■ TASK STATEMENT: From start to finish, set down the entries below exactly, leaving out the pictures.

■ RECORD EXCERPTS:
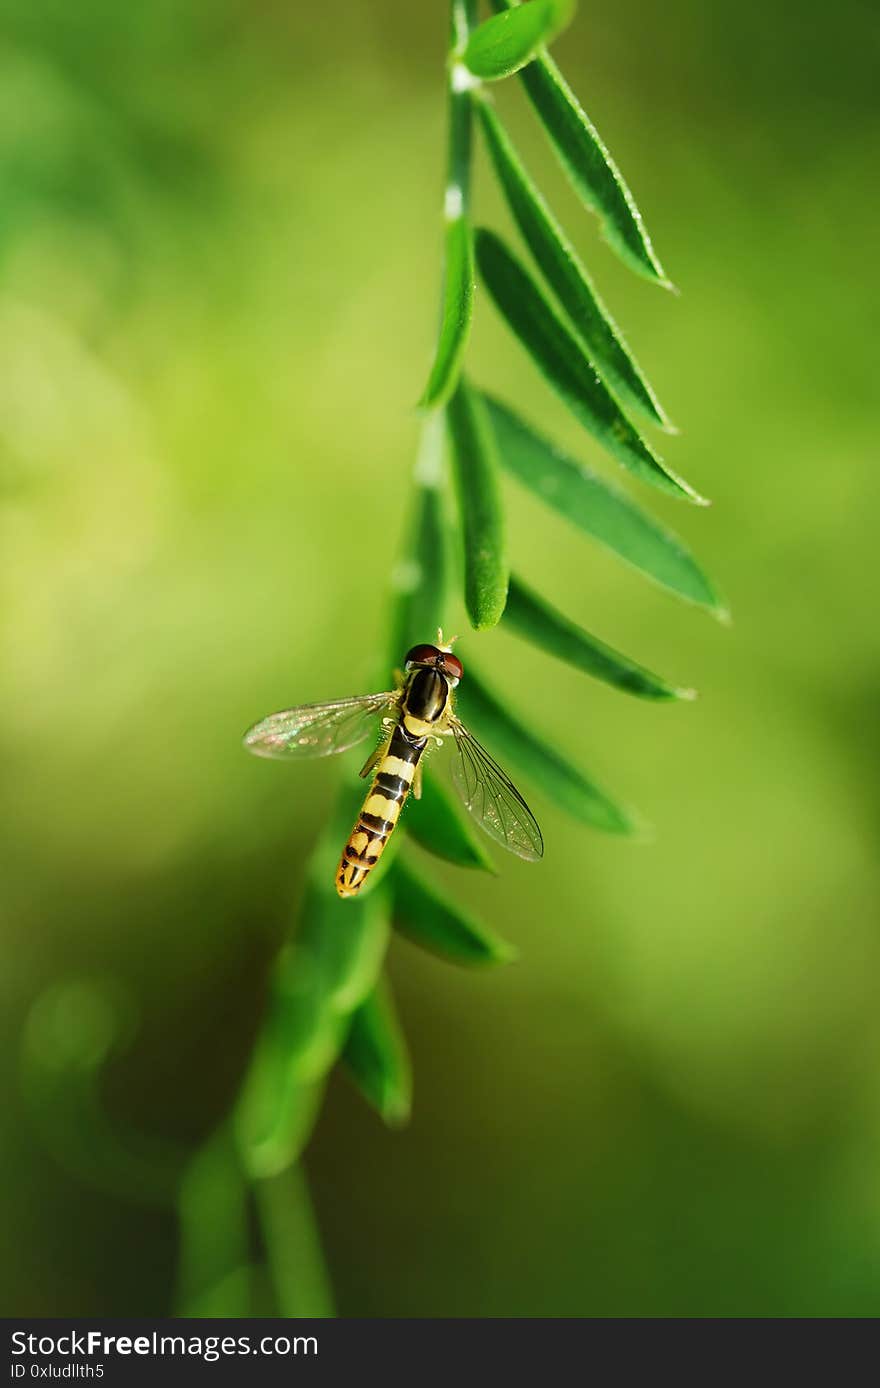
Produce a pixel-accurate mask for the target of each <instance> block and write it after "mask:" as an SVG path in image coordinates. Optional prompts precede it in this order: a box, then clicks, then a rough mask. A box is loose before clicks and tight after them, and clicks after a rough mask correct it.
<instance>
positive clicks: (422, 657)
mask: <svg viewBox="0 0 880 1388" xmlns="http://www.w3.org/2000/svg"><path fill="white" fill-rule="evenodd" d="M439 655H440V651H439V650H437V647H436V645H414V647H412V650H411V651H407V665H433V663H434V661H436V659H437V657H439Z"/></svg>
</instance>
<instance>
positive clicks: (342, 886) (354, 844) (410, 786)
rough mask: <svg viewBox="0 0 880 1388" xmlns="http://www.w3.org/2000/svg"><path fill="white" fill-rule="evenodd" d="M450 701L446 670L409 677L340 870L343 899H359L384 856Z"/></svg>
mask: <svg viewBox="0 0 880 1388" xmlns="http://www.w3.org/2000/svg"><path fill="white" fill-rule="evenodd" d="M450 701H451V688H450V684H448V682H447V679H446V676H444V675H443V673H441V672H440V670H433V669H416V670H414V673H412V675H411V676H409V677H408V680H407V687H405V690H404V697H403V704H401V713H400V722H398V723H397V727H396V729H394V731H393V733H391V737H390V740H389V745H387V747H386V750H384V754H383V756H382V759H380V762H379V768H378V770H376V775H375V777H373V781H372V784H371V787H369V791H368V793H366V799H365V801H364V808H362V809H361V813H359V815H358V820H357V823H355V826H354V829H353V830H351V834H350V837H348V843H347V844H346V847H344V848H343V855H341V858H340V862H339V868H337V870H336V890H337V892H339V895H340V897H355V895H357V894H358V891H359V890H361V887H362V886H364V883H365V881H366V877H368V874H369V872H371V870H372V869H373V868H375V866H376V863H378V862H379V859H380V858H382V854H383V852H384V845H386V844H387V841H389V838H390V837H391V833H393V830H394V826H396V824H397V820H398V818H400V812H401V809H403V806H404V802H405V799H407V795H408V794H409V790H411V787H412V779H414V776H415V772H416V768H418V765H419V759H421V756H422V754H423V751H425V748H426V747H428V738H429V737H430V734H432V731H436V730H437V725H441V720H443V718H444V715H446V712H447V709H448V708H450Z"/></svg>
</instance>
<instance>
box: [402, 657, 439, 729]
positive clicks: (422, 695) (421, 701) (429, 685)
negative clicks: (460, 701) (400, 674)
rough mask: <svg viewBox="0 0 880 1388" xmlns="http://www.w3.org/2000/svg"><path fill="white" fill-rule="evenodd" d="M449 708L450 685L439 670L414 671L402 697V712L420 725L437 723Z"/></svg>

■ TASK SOLUTION:
Produce a pixel-accurate mask for the target of each <instance> block and write it after "mask:" as an SVG path in image coordinates. Optional prompts precede it in this order: a box, then clicks, then a rough mask. A box is loose before clicks and tight after them, and clicks after a rough mask correct it.
<instance>
positive clicks: (422, 657)
mask: <svg viewBox="0 0 880 1388" xmlns="http://www.w3.org/2000/svg"><path fill="white" fill-rule="evenodd" d="M439 655H440V651H439V650H437V647H436V645H414V647H412V650H411V651H407V665H433V663H434V661H436V659H437V657H439Z"/></svg>
</instance>
<instance>
positive clicks: (342, 886) (354, 844) (410, 786)
rough mask: <svg viewBox="0 0 880 1388" xmlns="http://www.w3.org/2000/svg"><path fill="white" fill-rule="evenodd" d="M450 701L446 670L409 677L340 870L343 899H359L384 856Z"/></svg>
mask: <svg viewBox="0 0 880 1388" xmlns="http://www.w3.org/2000/svg"><path fill="white" fill-rule="evenodd" d="M450 701H451V688H450V684H448V682H447V679H446V676H444V675H443V673H441V672H440V670H433V669H416V670H414V673H412V675H411V676H409V677H408V680H407V687H405V690H404V697H403V704H401V713H400V722H398V723H397V727H396V729H394V731H393V733H391V737H390V740H389V745H387V747H386V750H384V754H383V756H382V759H380V762H379V768H378V770H376V775H375V777H373V781H372V784H371V787H369V791H368V793H366V799H365V801H364V808H362V809H361V813H359V815H358V820H357V823H355V826H354V829H353V830H351V834H350V837H348V843H347V844H346V847H344V848H343V855H341V858H340V862H339V868H337V870H336V890H337V892H339V895H340V897H355V895H357V894H358V891H359V890H361V887H362V886H364V883H365V881H366V877H368V874H369V872H371V870H372V869H373V868H375V866H376V863H378V862H379V859H380V858H382V854H383V852H384V845H386V844H387V841H389V838H390V837H391V833H393V830H394V826H396V824H397V820H398V818H400V812H401V809H403V806H404V802H405V799H407V795H408V794H409V790H411V787H412V779H414V776H415V772H416V768H418V765H419V759H421V756H422V754H423V751H425V748H426V747H428V738H429V737H430V734H432V731H436V730H437V725H441V720H443V718H444V715H446V712H447V709H448V708H450Z"/></svg>
</instance>
<instance>
box: [402, 657, 439, 729]
positive clicks: (422, 695) (421, 701) (429, 685)
negative clicks: (460, 701) (400, 674)
rough mask: <svg viewBox="0 0 880 1388" xmlns="http://www.w3.org/2000/svg"><path fill="white" fill-rule="evenodd" d="M449 708L450 685L439 670L414 671L402 697V712L420 725L437 723Z"/></svg>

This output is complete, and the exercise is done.